■ Input
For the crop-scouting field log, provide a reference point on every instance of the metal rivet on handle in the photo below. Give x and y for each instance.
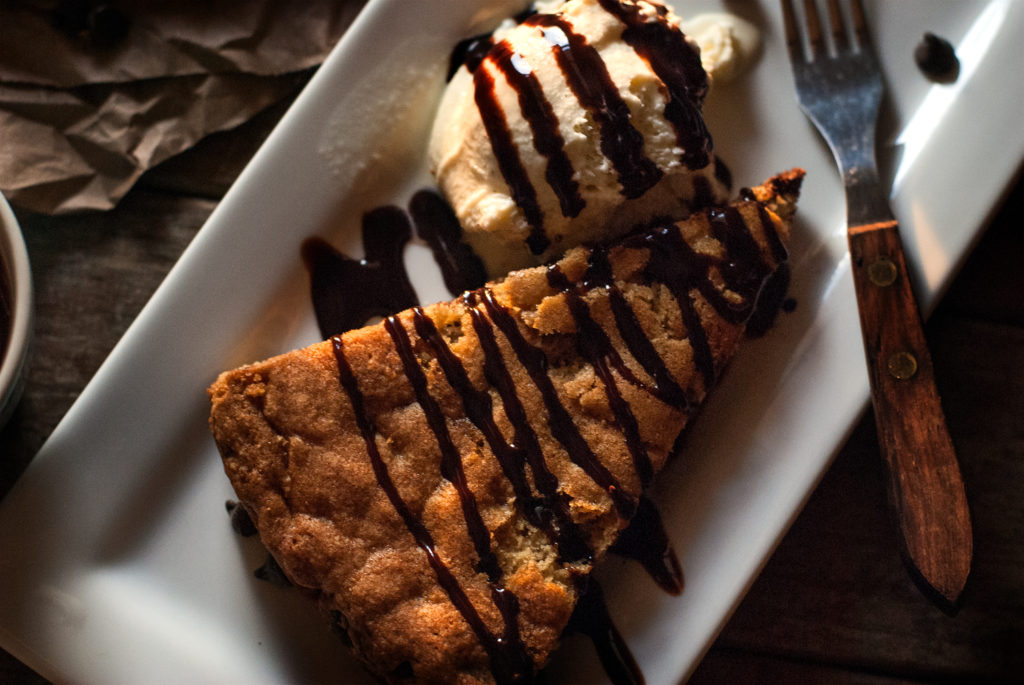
(882, 271)
(902, 366)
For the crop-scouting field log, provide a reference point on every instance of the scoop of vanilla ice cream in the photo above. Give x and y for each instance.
(574, 127)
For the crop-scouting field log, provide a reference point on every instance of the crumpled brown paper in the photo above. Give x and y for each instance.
(91, 94)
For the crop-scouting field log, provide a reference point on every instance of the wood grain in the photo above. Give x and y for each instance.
(926, 488)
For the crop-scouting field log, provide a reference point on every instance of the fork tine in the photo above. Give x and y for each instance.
(859, 25)
(837, 24)
(814, 35)
(792, 34)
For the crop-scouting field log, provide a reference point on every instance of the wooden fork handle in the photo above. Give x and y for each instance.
(925, 484)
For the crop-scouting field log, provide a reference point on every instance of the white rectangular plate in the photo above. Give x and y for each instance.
(118, 563)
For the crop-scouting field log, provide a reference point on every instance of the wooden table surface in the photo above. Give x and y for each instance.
(833, 605)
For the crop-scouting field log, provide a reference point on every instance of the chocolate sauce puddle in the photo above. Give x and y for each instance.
(347, 293)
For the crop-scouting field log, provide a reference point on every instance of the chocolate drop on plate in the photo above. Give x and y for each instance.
(936, 58)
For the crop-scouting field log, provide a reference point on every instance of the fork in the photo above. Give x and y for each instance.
(839, 87)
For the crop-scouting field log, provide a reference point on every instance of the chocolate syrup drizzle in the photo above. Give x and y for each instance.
(663, 46)
(672, 262)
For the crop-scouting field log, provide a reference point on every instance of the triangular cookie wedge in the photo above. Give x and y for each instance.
(444, 480)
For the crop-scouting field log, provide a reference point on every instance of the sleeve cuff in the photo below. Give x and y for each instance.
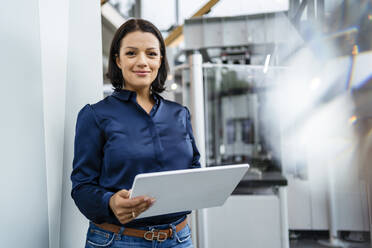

■ What is expected
Quote all the records verbatim, dropping any pictures from your copy.

■ Output below
For the crop-scouting field log, provide a reference point on every instance of the metal rivet on handle in the photo below. Give x and y for each instance.
(882, 271)
(902, 366)
For the crop-scouting field log, provide a reference point on every instance of the scoop of vanilla ice cream in the photo above. Give x and y for each instance.
(574, 127)
For the crop-scouting field log, provide a reference point on every instance of the crumpled brown paper in the photo above. Give x and y for each instance.
(91, 94)
For the crop-scouting field log, provide a reference point on every instance of the wood grain in the photo above. Give x and y for each instance.
(926, 488)
For the crop-scouting field log, provide a reference point on every instance of the fork tine in the photo above. Give x and y for each instance.
(859, 25)
(837, 24)
(814, 35)
(792, 34)
For the crop-scouting field log, provide a reference point on every instance of the wooden fork handle in the photo above. Give x and y for each instance.
(925, 484)
For the crop-scouting field log, provide a reference point on every instance of the white rectangular plate in the photo above. Give x and y for each instance.
(118, 563)
For the crop-scouting field log, provide a reference point on every instance of the wooden table surface in the photo above. Give x and y for each instance.
(833, 605)
For the crop-scouting field log, provide a reference point on every instance of the chocolate sauce puddle in the photo above. Give x and y for each instance.
(347, 293)
For the crop-scouting field log, provide a reference point on every instance of the chocolate drop on plate in the photo above. Give x and y for each instance.
(936, 58)
For the crop-scouting field log, provide a reference point on every instance of the fork in the photo above. Give x and y for each instance.
(839, 87)
For the crop-scouting field log, provide a reference point on every instance of the chocolate syrup drizzle in the photo above. Give x and y for each instance.
(663, 46)
(672, 262)
For the crop-scouting field log, provide a reference point on every instance of the triangular cookie wedge in the photo above. Give x and y for each instance.
(444, 480)
For the crop-scouting field log, provide a reference point on every instance of the sleeve cuff in the photo below. Give x and y for each instance.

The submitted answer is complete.